◆ **Text extract**:
From 3718f825b597b5fb0d5bb339b5d29bbe9dac690e Mon Sep 17 00:00:00 2001
From: vitalii-dynamiq <vitalii@getdynamiq.ai>
Date: Thu, 2 Apr 2026 16:08:02 +0000
Subject: [PATCH] perf: reuse executors and share resources across flow runs

- Reuse ThreadPoolExecutor across Flow.run_sync() calls instead of
  creating/destroying a pool per request (PoolExecutor.reset())
- Share a module-level timeout executor for node timeout enforcement
  instead of creating one per node execution
- Share a default ConnectionManager singleton across Flow instances
  to avoid redundant connection client initialization
- Make async flow polling sleep conditional (only when no nodes dispatched)
- Add Flow context manager support (close/__enter__/__exit__) for
  proper resource cleanup
---
 dynamiq/connections/managers.py | 17 +++++++++++
 dynamiq/executors/base.py       |  8 +++++
 dynamiq/executors/pool.py       | 25 ++++++++++++++-
 dynamiq/flows/flow.py           | 54 ++++++++++++++++++++++++++++-----
 dynamiq/nodes/node.py           | 14 ++++-----
 5 files changed, 101 insertions(+), 17 deletions(-)

diff --git a/dynamiq/connections/managers.py b/dynamiq/connections/managers.py
index c6ce4d554..94a34bede 100644
--- a/dynamiq/connections/managers.py
+++ b/dynamiq/connections/managers.py
@@ -205,6 +205,23 @@ def loads(self, value: str):
         return self.serializer.loads(value)
 
 
+# Shared default ConnectionManager instance.

◆ **Entries**:
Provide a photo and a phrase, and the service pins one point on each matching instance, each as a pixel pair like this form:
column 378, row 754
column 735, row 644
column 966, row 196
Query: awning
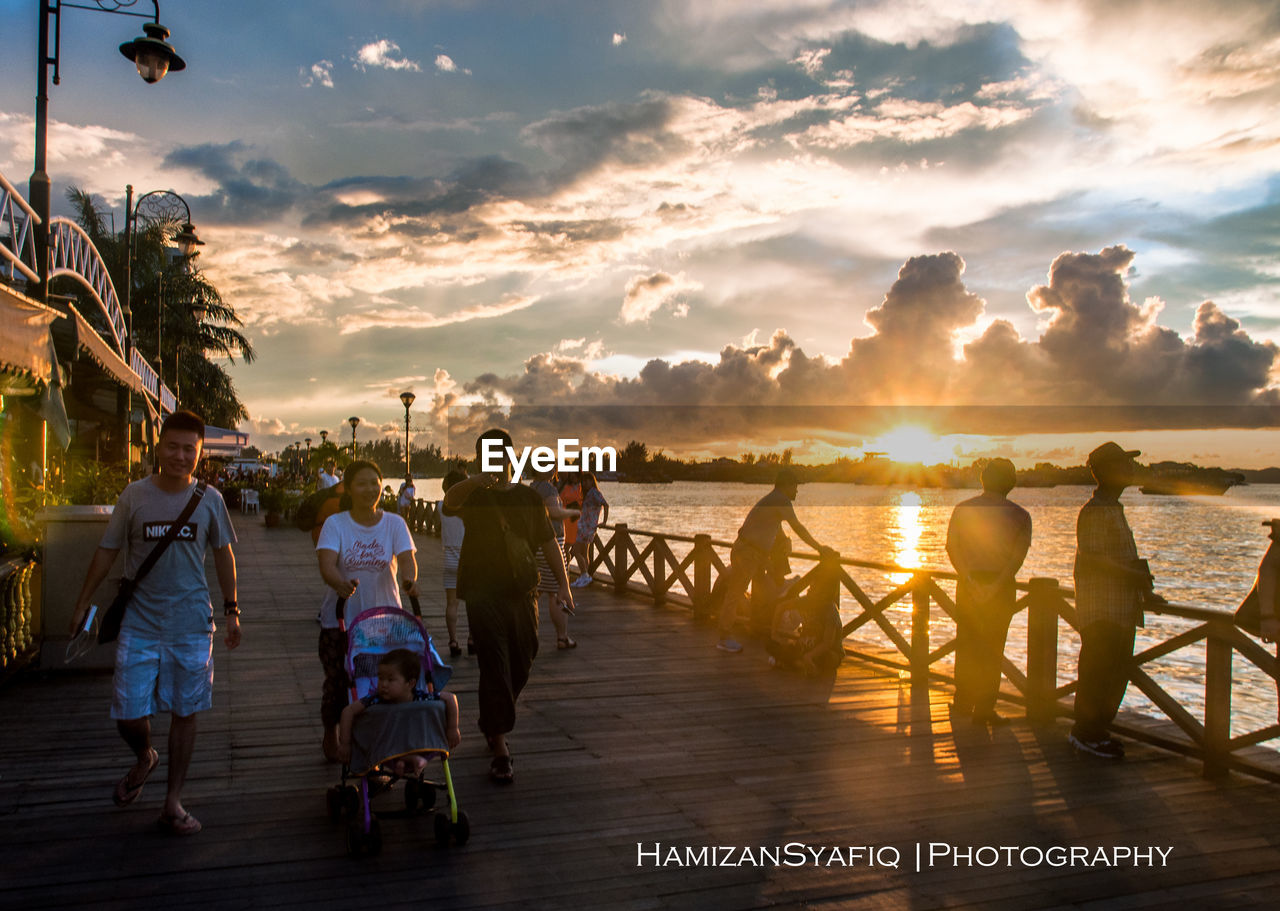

◆ **Instructions**:
A. In the patch, how many files were changed?
B. Please reproduce the part of the patch that begins at the words "- Add Flow context" and stops after "insertions(+), 17 deletions(-)".

◆ **Solutions to each task**:
A. Five files were changed.

B.
- Add Flow context manager support (close/__enter__/__exit__) for
  proper resource cleanup
---
 dynamiq/connections/managers.py | 17 +++++++++++
 dynamiq/executors/base.py       |  8 +++++
 dynamiq/executors/pool.py       | 25 ++++++++++++++-
 dynamiq/flows/flow.py           | 54 ++++++++++++++++++++++++++++-----
 dynamiq/nodes/node.py           | 14 ++++-----
 5 files changed, 101 insertions(+), 17 deletions(-)